There is another reason that the same writer alludes to several times. There was an overconfidence issue and the German highest commands frequently dismissed accurate intelligence as likely disinformation when it did not fit their own subjective assessments of how weak the Russians were. The same can be seen in assessments passed upward by the line commanders. When a Rundstadt or a Guderian said it was time to go over to the defensive and they were right, they were not listened to, but simply fired. Similarly, Halder correctly forecast the Russian counteroffensive in late 1942, but was dismissed as a defeatist for his pains. Before then, von Bock had correctly pointed out that OKW was badly mismanaging the 1942 offensive. Instead of a correction to the division of forces and movements of spearheads in the wrong direction, the result was von Bock being fired and the mistakes continuing.

Smart intel and brilliant line commanders are useless if you don't listen to them...

_DATA SHOWN:_

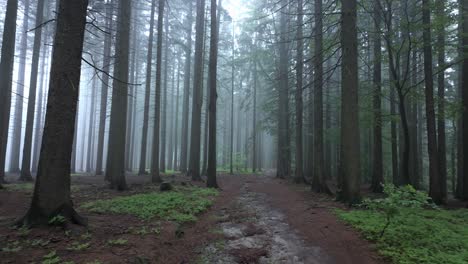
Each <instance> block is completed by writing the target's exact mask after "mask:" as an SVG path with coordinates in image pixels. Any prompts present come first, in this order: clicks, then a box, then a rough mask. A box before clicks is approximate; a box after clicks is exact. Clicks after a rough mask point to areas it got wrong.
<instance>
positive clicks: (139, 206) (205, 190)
mask: <svg viewBox="0 0 468 264" xmlns="http://www.w3.org/2000/svg"><path fill="white" fill-rule="evenodd" d="M217 194H218V191H216V190H214V189H205V188H198V187H190V188H177V189H176V190H174V191H171V192H162V193H161V192H156V193H149V194H137V195H132V196H127V197H118V198H114V199H110V200H99V201H94V202H89V203H86V204H84V205H83V206H82V207H83V208H84V209H87V210H89V211H90V212H95V213H115V214H130V215H133V216H136V217H138V218H141V219H144V220H151V219H154V218H159V219H164V220H169V221H175V222H178V223H185V222H193V221H196V219H197V218H196V215H197V214H199V213H201V212H204V211H205V210H206V209H208V208H209V207H210V206H211V205H212V204H213V199H212V198H213V197H214V196H216V195H217Z"/></svg>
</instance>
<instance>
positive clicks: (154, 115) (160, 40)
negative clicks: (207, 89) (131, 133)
mask: <svg viewBox="0 0 468 264" xmlns="http://www.w3.org/2000/svg"><path fill="white" fill-rule="evenodd" d="M165 2H166V1H165V0H159V5H158V40H157V48H156V50H157V51H156V52H157V55H156V96H155V108H154V119H155V120H154V131H153V149H152V152H153V155H152V163H151V180H152V182H153V183H159V182H161V181H162V180H161V175H160V169H159V134H160V122H161V77H162V65H161V64H162V45H163V24H164V4H165Z"/></svg>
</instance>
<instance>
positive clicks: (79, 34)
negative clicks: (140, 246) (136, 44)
mask: <svg viewBox="0 0 468 264" xmlns="http://www.w3.org/2000/svg"><path fill="white" fill-rule="evenodd" d="M87 5H88V1H87V0H76V1H67V0H61V1H60V3H59V9H58V17H57V30H56V34H55V41H54V49H53V55H52V69H51V74H50V76H51V78H50V84H49V96H48V105H47V114H46V120H45V127H44V137H43V139H42V148H41V156H40V160H39V169H38V174H37V180H36V185H35V187H34V194H33V198H32V202H31V206H30V208H29V210H28V212H27V214H26V216H25V217H24V218H23V219H22V220H20V221H19V222H18V224H19V225H26V226H34V225H45V224H47V223H48V221H49V220H50V219H51V218H52V217H54V216H57V215H61V216H63V217H65V218H67V219H68V220H70V221H72V222H74V223H77V224H86V220H85V219H83V218H81V217H80V216H79V215H78V214H77V213H76V212H75V211H74V209H73V203H72V201H71V197H70V161H71V153H72V144H73V134H74V131H75V117H76V110H77V102H78V94H79V89H77V87H79V85H80V71H81V54H82V50H83V40H84V30H85V24H86V11H87Z"/></svg>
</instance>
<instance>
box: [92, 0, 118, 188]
mask: <svg viewBox="0 0 468 264" xmlns="http://www.w3.org/2000/svg"><path fill="white" fill-rule="evenodd" d="M113 13H114V10H113V1H112V0H111V1H110V2H109V3H107V4H106V29H107V30H108V33H107V34H106V36H105V38H104V58H103V62H102V70H103V71H104V72H105V73H109V71H110V64H111V49H112V28H113V23H112V16H113ZM108 90H109V75H108V74H104V75H103V76H102V86H101V108H100V110H99V129H98V130H99V132H98V146H97V154H96V175H102V174H103V171H102V168H103V159H104V136H105V131H106V117H107V95H108ZM108 180H110V179H108Z"/></svg>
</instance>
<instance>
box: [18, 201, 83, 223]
mask: <svg viewBox="0 0 468 264" xmlns="http://www.w3.org/2000/svg"><path fill="white" fill-rule="evenodd" d="M56 216H62V217H64V218H65V219H66V222H65V223H64V224H66V223H72V224H75V225H80V226H88V220H87V219H86V218H85V217H82V216H80V215H79V214H78V213H77V212H76V211H75V209H73V206H72V205H71V204H63V205H62V206H60V207H59V208H57V209H56V210H55V211H54V212H53V213H51V214H45V213H44V212H43V210H42V209H41V208H39V207H38V206H37V205H36V204H34V203H33V204H32V205H31V208H30V209H29V211H28V212H27V213H26V215H25V216H24V217H23V218H21V219H20V220H18V221H17V222H16V223H15V225H16V226H19V227H21V226H26V227H37V226H47V225H50V223H49V222H50V220H51V219H52V218H54V217H56Z"/></svg>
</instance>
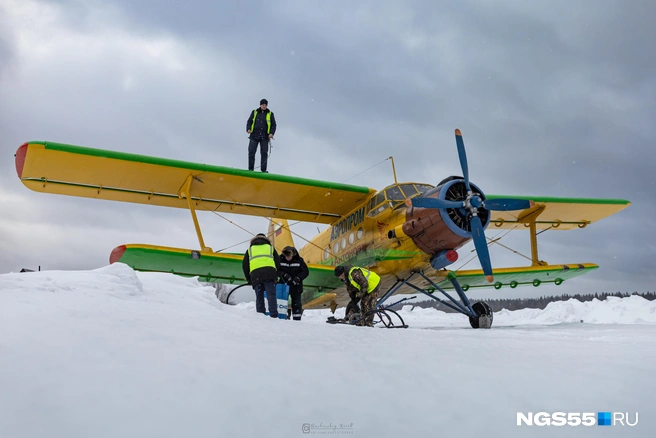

_PROBLEM SET:_
a. Name every German commander mentioned by name in the text about German overconfidence.
b. Copy out the records from their start up to and including the line containing "positive clicks: (139, 206) (205, 190)", leaving out the pictures.
The text and the records are unrelated and should be treated as separate material.

_SOLUTIONS:_
a. Rundstadt, Guderian, Halder, von Bock

b.
Each <instance> block is completed by writing the target's exact mask after "mask:" as an SVG path with coordinates in image pixels. Any prompts present come first, in this order: clicks, then a box, then a rough mask. A box before clicks is approximate; a box after clicks is exact. Clicks after a rough mask point to areas it got wrong.
<instance>
positive clicks: (139, 206) (205, 190)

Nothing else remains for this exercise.